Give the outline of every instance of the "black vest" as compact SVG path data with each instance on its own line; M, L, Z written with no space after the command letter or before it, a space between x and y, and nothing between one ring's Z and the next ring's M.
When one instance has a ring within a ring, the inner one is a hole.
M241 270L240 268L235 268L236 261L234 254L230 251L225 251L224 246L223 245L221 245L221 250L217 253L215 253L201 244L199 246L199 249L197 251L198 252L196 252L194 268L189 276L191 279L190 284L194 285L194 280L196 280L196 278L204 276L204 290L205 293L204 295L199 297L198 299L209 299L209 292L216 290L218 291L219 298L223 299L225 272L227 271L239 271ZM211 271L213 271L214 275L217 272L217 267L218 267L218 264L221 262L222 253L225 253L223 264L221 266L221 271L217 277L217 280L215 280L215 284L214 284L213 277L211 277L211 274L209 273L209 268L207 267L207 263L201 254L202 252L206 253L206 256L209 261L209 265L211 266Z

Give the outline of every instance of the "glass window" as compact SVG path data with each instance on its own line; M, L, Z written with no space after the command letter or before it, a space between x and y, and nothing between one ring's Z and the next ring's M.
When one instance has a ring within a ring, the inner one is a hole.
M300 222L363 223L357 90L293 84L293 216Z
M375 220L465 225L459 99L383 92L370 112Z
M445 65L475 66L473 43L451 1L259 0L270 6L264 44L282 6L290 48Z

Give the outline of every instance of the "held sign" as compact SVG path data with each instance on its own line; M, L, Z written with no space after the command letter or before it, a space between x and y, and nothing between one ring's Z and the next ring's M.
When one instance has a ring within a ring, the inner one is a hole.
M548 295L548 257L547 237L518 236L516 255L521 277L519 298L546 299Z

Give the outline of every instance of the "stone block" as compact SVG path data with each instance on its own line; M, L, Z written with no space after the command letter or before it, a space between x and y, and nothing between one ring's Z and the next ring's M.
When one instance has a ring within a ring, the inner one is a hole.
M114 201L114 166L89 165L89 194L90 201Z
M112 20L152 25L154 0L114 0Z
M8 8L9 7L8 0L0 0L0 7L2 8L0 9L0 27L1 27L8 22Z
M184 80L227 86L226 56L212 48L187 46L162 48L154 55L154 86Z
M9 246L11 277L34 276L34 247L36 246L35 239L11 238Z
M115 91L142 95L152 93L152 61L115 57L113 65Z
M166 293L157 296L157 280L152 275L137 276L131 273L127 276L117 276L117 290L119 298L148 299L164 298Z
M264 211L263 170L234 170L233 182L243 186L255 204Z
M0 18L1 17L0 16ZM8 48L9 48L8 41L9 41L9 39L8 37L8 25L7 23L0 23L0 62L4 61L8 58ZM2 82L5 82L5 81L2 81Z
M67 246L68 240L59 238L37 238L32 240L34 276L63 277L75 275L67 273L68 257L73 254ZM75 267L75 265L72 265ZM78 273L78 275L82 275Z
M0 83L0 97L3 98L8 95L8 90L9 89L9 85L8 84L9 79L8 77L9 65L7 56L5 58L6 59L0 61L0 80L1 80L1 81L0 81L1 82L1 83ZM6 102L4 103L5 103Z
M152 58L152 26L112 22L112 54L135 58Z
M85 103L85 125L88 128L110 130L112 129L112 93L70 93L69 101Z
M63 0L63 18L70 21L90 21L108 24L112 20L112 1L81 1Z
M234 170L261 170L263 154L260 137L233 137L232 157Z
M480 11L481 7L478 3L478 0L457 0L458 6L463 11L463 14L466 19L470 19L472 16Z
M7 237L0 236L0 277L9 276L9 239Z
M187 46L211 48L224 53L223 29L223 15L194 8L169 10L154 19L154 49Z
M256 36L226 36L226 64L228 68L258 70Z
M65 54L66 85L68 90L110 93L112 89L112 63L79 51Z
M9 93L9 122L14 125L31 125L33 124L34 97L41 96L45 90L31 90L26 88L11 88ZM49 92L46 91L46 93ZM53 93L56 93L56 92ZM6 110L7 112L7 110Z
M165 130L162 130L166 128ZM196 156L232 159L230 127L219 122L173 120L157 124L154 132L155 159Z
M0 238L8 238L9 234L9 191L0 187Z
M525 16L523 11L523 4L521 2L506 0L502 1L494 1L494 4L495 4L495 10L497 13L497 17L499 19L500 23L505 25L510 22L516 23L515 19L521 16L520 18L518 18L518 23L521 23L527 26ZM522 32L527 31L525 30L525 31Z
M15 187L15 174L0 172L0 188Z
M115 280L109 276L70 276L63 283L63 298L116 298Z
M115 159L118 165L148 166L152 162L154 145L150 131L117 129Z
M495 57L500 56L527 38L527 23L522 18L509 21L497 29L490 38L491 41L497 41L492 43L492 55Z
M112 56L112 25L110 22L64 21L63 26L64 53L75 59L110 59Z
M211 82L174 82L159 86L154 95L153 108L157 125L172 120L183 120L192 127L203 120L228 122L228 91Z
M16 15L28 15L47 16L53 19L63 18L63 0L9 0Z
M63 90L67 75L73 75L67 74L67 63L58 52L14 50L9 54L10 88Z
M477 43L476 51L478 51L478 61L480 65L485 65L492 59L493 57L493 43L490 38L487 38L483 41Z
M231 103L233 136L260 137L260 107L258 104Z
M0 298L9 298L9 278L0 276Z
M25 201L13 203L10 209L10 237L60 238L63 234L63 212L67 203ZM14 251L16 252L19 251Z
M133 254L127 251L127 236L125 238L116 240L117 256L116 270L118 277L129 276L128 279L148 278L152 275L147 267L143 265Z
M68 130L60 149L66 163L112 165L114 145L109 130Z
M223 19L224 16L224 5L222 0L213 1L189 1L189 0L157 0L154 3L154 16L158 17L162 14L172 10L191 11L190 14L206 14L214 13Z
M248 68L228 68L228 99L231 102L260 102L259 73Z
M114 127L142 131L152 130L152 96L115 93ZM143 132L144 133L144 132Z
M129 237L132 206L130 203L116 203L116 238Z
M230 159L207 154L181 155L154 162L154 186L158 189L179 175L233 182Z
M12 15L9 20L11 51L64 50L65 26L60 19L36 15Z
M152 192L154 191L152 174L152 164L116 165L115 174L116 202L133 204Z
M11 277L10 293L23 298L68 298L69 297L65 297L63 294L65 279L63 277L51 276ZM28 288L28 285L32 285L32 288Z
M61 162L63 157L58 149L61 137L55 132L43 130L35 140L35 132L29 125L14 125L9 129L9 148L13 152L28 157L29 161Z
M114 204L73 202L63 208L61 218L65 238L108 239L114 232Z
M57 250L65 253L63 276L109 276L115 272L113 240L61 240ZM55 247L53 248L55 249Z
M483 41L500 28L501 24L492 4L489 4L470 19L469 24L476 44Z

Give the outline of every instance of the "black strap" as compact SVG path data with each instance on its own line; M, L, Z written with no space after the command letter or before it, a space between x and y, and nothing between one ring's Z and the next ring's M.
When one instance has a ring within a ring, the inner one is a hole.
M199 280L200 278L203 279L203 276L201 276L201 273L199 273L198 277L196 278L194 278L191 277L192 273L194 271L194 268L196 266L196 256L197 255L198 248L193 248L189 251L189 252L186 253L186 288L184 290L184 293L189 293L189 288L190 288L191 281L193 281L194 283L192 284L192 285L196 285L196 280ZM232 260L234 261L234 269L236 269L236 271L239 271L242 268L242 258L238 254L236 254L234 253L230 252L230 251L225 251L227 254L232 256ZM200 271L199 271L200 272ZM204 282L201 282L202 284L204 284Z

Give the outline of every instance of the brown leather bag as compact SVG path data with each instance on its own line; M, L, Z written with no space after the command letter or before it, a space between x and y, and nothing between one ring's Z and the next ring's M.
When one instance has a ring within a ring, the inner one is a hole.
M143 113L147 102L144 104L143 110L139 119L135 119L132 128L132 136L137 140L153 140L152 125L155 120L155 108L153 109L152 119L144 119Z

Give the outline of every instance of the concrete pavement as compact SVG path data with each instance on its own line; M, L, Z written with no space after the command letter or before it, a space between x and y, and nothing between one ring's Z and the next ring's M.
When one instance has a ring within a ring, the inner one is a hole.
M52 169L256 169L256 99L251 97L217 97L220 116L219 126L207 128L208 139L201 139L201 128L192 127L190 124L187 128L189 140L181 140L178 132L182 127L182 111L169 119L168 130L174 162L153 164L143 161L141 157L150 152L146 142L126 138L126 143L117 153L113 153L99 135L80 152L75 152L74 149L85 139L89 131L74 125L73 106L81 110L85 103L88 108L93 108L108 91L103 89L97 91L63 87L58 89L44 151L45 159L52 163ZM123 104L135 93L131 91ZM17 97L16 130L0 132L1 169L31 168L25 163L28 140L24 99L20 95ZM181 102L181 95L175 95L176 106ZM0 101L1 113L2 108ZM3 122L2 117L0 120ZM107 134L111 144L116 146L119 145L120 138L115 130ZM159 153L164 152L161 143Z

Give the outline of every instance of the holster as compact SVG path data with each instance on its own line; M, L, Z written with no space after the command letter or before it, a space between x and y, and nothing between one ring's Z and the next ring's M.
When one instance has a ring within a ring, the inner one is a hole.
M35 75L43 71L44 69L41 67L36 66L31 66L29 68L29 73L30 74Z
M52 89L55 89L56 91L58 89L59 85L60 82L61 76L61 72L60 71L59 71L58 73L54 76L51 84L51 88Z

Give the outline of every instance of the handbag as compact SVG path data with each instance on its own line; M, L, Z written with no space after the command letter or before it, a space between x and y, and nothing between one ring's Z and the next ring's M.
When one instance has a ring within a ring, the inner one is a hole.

——————

- Given request
Return the lines exactly as they appear, starting at the beginning of the lines above and ending at the line that contains "M445 65L475 66L473".

- Output
Give the outline of every instance of the "black vest" as compact SVG path data with each instance on its own line; M, L, Z written with no space after the command letter or before it, a space between x and y, and nothing between one ring's Z and the next ring's M.
When one instance has a ring within a ring, the inner one is a hole.
M241 270L240 268L235 268L236 261L234 254L230 251L225 251L224 246L223 245L221 245L221 250L217 253L215 253L201 244L199 246L199 249L197 251L198 252L196 252L194 268L189 276L191 279L190 284L194 285L194 280L196 280L196 278L204 276L204 290L205 293L204 295L199 297L198 299L209 299L209 292L216 290L218 291L219 298L223 299L225 272L227 271L239 271ZM211 271L213 271L214 275L217 272L217 267L218 267L218 264L221 262L222 253L225 253L223 264L221 266L221 271L217 277L217 280L215 280L215 284L214 284L213 277L211 277L211 274L209 273L209 268L207 267L207 263L201 254L202 252L206 253L206 256L209 261L209 265L211 266Z

Give the outline of every instance of the "glass window" as compact SVG path data with each instance on its own line; M, L, Z written with no space after the command letter or before it, a space between x and y, and nothing between one ring's Z and the next ring's M.
When one instance has a ring within a ring, the inner one is a hole.
M300 222L363 223L357 90L293 84L293 216Z
M375 220L465 225L459 99L383 92L370 112Z
M445 65L475 66L473 43L451 1L259 0L270 6L264 44L282 6L290 48Z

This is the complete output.